▶ _Short task_:
Repeat, exactly and alone, every line from the line that contains "Reviewer note: confirm that each instance of the shrine roof" to the end of the entries.

• • •

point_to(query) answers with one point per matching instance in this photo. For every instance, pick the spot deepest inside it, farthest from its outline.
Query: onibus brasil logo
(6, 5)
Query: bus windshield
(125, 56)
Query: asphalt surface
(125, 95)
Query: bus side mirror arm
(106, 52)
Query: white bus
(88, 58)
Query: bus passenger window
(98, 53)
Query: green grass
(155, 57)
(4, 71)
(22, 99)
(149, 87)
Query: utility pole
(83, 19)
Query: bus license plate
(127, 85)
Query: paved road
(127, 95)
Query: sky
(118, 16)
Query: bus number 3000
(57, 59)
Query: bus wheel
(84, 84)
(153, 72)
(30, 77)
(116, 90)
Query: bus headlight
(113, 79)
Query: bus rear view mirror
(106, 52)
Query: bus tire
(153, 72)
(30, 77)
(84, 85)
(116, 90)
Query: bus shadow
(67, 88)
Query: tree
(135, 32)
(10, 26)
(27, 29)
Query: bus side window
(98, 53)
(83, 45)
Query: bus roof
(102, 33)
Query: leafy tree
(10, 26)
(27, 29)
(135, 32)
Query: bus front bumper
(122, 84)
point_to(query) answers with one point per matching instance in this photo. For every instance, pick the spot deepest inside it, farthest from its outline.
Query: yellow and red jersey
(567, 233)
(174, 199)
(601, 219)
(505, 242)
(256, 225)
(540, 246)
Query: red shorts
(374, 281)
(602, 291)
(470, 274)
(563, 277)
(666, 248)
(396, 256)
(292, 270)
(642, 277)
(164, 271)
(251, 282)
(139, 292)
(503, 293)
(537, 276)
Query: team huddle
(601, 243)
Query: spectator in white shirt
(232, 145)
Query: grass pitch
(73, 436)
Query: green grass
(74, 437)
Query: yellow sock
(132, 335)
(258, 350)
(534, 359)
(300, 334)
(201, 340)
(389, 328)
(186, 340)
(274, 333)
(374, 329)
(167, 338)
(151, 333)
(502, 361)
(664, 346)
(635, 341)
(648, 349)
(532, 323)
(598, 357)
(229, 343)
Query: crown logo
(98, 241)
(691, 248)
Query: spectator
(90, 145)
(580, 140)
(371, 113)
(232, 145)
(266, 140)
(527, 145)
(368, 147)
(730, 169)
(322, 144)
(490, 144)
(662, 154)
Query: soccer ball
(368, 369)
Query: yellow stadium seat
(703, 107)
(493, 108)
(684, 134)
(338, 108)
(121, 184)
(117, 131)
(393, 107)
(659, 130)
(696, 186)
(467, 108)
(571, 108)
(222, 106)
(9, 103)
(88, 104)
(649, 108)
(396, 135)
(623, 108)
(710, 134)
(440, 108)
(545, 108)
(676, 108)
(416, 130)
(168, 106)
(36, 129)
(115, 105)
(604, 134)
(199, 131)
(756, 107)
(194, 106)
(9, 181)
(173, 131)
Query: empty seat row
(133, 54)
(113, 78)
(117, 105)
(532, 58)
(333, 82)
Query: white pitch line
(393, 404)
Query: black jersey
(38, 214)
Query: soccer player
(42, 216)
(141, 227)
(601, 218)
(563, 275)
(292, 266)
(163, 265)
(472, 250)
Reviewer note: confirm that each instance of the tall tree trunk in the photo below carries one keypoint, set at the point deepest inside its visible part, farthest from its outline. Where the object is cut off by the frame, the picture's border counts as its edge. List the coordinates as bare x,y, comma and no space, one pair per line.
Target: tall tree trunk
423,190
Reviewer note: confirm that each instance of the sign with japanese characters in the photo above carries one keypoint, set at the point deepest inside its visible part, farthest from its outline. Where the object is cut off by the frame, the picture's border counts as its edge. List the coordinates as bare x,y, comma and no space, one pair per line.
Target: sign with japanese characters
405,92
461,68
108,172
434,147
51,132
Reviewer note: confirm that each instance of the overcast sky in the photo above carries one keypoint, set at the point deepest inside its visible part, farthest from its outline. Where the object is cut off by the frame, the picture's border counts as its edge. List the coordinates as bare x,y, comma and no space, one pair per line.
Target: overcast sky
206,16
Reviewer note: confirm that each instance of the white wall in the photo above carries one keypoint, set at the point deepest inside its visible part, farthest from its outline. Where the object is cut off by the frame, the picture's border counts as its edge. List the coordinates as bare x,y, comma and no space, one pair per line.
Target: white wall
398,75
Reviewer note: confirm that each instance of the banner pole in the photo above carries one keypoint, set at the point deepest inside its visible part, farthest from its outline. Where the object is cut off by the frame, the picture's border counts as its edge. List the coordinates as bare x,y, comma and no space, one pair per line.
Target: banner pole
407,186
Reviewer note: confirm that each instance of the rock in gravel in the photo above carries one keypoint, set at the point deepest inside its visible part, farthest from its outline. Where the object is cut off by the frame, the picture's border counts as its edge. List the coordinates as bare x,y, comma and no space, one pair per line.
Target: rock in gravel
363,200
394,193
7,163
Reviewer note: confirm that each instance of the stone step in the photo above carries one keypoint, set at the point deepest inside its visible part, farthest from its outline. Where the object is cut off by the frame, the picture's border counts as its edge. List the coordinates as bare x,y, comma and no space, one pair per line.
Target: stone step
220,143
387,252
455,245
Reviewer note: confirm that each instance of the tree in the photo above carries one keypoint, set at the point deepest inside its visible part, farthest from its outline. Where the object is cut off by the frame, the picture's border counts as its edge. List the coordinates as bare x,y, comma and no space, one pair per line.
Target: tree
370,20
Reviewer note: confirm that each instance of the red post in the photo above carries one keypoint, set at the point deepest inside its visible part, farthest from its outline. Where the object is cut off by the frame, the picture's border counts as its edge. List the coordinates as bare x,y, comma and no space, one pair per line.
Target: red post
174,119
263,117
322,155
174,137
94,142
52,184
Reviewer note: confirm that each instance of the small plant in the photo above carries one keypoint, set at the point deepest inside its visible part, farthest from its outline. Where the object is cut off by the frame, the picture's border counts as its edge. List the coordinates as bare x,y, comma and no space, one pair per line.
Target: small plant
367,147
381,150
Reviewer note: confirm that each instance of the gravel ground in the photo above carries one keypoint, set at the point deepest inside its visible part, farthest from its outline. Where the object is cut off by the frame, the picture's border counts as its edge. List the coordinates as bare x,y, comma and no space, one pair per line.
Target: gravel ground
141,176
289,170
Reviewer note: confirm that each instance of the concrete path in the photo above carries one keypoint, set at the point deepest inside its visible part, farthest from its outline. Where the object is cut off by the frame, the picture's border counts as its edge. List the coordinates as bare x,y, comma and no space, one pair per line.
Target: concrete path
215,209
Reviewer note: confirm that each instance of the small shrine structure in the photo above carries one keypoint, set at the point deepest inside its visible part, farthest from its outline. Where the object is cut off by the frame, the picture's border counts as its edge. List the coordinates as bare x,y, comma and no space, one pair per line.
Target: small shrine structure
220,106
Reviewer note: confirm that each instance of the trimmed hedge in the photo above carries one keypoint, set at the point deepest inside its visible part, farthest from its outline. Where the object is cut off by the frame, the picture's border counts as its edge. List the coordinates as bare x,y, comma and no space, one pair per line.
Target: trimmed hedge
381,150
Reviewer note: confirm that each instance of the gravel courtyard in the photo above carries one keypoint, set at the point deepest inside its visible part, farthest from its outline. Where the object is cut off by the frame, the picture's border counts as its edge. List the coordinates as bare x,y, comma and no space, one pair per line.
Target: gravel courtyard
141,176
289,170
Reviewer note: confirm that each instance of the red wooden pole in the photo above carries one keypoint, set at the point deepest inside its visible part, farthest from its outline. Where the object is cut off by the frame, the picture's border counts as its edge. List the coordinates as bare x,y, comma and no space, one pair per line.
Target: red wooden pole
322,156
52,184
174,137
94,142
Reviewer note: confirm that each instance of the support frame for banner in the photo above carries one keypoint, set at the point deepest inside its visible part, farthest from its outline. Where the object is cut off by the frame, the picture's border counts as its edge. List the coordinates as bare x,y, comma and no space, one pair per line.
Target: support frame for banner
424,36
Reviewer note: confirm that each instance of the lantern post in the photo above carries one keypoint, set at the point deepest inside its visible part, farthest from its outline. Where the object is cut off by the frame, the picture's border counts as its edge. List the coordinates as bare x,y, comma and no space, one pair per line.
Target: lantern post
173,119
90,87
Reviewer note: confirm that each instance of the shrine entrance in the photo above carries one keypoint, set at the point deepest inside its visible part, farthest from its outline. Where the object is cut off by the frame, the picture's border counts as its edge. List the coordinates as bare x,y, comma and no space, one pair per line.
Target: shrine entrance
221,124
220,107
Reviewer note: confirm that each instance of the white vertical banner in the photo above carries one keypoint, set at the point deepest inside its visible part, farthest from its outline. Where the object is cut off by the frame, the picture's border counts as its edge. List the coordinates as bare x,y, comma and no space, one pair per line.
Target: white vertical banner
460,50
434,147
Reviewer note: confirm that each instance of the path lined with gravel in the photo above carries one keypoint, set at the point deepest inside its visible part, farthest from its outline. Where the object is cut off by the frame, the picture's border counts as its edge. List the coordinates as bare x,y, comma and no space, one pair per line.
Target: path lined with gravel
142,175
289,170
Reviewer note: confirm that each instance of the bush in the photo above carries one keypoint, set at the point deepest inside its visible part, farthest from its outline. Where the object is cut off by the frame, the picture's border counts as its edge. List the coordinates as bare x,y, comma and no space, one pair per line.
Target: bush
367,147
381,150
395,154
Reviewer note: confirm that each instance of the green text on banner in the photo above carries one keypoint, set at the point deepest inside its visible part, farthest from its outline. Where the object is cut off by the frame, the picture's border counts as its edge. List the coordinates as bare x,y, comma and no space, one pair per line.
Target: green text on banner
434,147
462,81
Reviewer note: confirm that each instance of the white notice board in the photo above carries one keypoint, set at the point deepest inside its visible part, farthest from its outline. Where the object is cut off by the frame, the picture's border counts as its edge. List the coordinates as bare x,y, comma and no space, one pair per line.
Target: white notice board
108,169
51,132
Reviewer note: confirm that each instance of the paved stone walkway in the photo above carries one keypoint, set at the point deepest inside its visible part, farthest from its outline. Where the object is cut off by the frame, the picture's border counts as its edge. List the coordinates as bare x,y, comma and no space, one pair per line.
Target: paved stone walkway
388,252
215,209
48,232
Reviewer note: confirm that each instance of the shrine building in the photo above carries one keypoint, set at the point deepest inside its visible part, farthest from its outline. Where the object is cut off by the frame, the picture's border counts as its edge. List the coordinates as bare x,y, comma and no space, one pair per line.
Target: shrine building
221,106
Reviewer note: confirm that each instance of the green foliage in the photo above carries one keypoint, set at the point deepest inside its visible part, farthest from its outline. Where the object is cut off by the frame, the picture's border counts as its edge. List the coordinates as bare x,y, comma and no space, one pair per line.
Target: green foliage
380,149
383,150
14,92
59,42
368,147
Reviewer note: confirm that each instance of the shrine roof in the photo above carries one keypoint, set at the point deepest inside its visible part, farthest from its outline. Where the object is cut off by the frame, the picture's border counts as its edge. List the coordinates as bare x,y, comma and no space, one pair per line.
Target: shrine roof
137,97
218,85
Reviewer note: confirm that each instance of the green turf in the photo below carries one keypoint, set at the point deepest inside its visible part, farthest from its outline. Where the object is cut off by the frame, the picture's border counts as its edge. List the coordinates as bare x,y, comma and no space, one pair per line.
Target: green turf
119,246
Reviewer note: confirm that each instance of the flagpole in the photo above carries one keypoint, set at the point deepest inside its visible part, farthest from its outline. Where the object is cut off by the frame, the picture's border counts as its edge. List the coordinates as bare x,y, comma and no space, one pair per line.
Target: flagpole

• • •

▶ _Response_:
Reviewer note: confirm that each instance of the shrine roof in the photo above carries one keypoint, set at the point deepest inside its visible part, farthest from its outline. Where the object is cut off by the frame, the picture's border counts as its edge. List the coordinates as bare x,y, comma and no space, one pair per line.
Target: shrine roof
137,97
218,85
Reviewer note: confirm that each instance of the green turf in the photo below carries one keypoint, set at the point deepest inside its visible part, farthest from its outline. Where the object is cut off by the frame, the picture's border counts as its edge. List the coordinates as bare x,y, comma and no space, one pair per line.
Target: green turf
119,246
Reviewer note: confirm that each instance of the flagpole in the photo above carries one keypoint, set at the point deepest inside its visible part, farthest from its outline. Where the object is cut off by the frame, the picture's border counts as its edge. List the coordinates as bare x,y, comma and no space, one pair per line.
Target: flagpole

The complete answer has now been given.